• Task description: Show, from the records below, all lines that contain the word "found".

• Source records:
━━━━━━
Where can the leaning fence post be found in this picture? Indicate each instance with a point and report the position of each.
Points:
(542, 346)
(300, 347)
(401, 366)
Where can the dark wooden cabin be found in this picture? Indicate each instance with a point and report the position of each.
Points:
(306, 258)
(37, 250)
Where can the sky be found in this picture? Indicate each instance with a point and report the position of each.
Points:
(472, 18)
━━━━━━
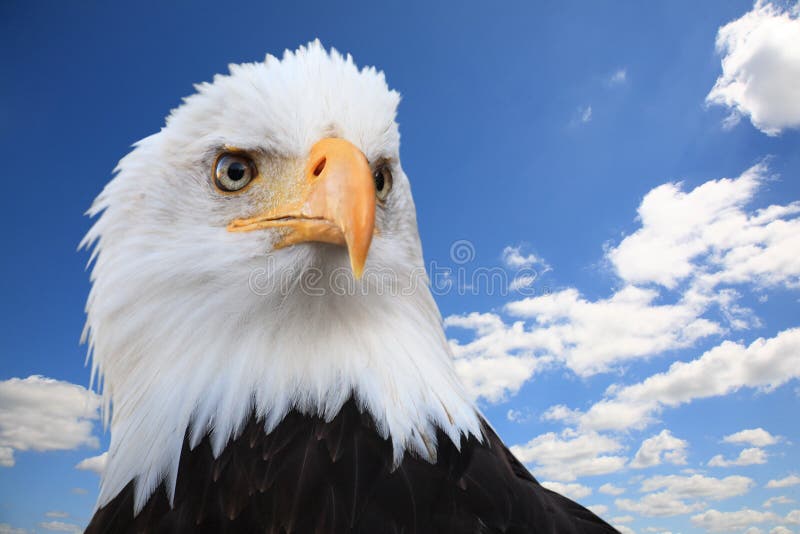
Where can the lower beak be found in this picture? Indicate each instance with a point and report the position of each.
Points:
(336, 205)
━━━━━━
• Answer section:
Where can the leaning fence post be found in this picture? Indicate each instance with a point and report the position of each.
Where can the dark wooden cabin be found in this picture? Indicate each instance with a point and report the position of each.
Where can the sky be found in this picture? Indicate each instance with a point and report the position of each.
Where can the lower beak be found in this picture? Indicate each instance with a point and report the position of each.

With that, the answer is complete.